- **À FAIRE**:
**A.** Dites si chacune des affirmations suivantes concorde avec le texte sur le courage, en répondant par oui ou non et en citant les mots décisifs du texte. (i) Le saut en parachute s'est fait à quatre cents mètres du sol. (ii) La dernière bagarre remonte à trois ans. (iii) La famille a été appelée dès le début des affrontements à Abidjan.
**B.** Recopiez le passage du texte sur le courage allant de « Le futur ? Je » jusqu'à « victoires qu’on peut. », en remplaçant « Poitiers » par « Lyon ».
**C.** Écrivez la suite du texte sur le courage, à partir de sa dernière phrase.

- **EXTRAIT DE PAGE**:
Parlez-moi de courage….

Le futur ? Je préférais celui d’avant
J-M. Gourio, Brèves de comptoir
 
Je n’ai jamais été, je l’avoue d’emblée, très courageux. J’ai failli mourir comme un con, pendu à quatre cents mètres du sol, à la sangle d’ouverture automatique d’un parachute, parce que tremblant de peur j’avais trébuché juste avant la sortie. J’ai fait semblant d’être « de gauche » pendant deux ans à mon arrivée à Poitiers, parce que ça passait mieux. J’ai cru en Dieu, trois fois par an, jusqu’au bac, juste avant les examens de fin de semestre et la remise des prix, parce que ça marchait.  J’ai attendu une semaine, après le début des récents affrontements à Abidjan, avant d’appeler ma famille parce que je craignais que personne ne me réponde. Pire : la dernière fois que je me suis battu, c’était il y a trois ans. Avec une fille, qui plus est. J’ai gagné, évidemment. On a les victoires qu’on peut.

- **SAISIES DE DONNÉES**:
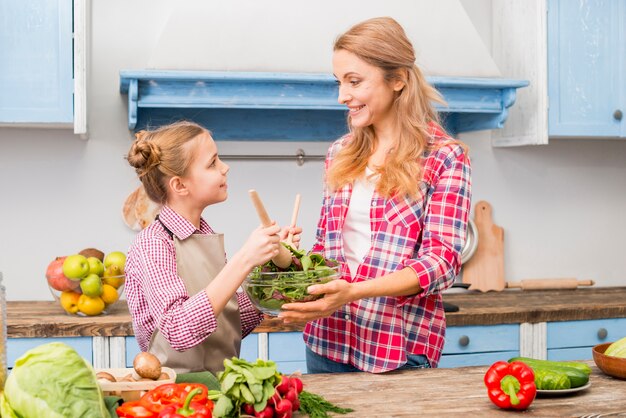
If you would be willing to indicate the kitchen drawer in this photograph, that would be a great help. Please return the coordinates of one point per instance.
(16, 347)
(288, 350)
(584, 333)
(570, 354)
(475, 359)
(249, 349)
(481, 339)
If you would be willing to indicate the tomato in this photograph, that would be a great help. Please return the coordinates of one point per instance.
(134, 410)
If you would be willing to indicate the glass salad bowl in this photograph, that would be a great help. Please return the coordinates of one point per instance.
(269, 290)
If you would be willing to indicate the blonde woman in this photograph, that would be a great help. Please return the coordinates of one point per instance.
(395, 212)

- **RÉPONSES PAR TÂCHE**:
**A.**
(i) Oui : « pendu à quatre cents mètres du sol ».
(ii) Oui : « la dernière fois que je me suis battu, c’était il y a trois ans ».
(iii) Non : « J’ai attendu une semaine, après le début des récents affrontements à Abidjan, avant d’appeler ma famille ».

**B.**
Le futur ? Je préférais celui d’avant
J-M. Gourio, Brèves de comptoir
 
Je n’ai jamais été, je l’avoue d’emblée, très courageux. J’ai failli mourir comme un con, pendu à quatre cents mètres du sol, à la sangle d’ouverture automatique d’un parachute, parce que tremblant de peur j’avais trébuché juste avant la sortie. J’ai fait semblant d’être « de gauche » pendant deux ans à mon arrivée à Lyon, parce que ça passait mieux. J’ai cru en Dieu, trois fois par an, jusqu’au bac, juste avant les examens de fin de semestre et la remise des prix, parce que ça marchait.  J’ai attendu une semaine, après le début des récents affrontements à Abidjan, avant d’appeler ma famille parce que je craignais que personne ne me réponde. Pire : la dernière fois que je me suis battu, c’était il y a trois ans. Avec une fille, qui plus est. J’ai gagné, évidemment. On a les victoires qu’on peut.

**C.**
 
Et à la façon du boutonneux- puceau de fond de classe qui arrive à se convaincre que le sexe c’est sale et que Dieu l’interdit, je m’étais fait une théorie très personnelle sur ce point : ‘on compense l’absence de génie par ce qu’ils appellent vulgairement la « Bravoure »’. Ça m’a pas mal servi. Plutôt que d’admettre qu’à tout prendre on aimerait bien ne pas se faire écraser la gueule contre le mur, il suffit juste de dire « je ne crois pas en la violence ». L’autre a l’air ballot pendant deux secondes et plutôt qu’une vraie raclée on s’en sort avec une claque. Plutôt que de finir en loques, sans chaussures, les lèvres en sang, dans le sable de la cour de récréation, il suffit juste d’ignorer l’abruti qui gueule « ta mère con » juste à sa droite – « quand je lis Baudelaire, je n’entends rien d’autre que sa voix ». Et d’autres conneries du même genre.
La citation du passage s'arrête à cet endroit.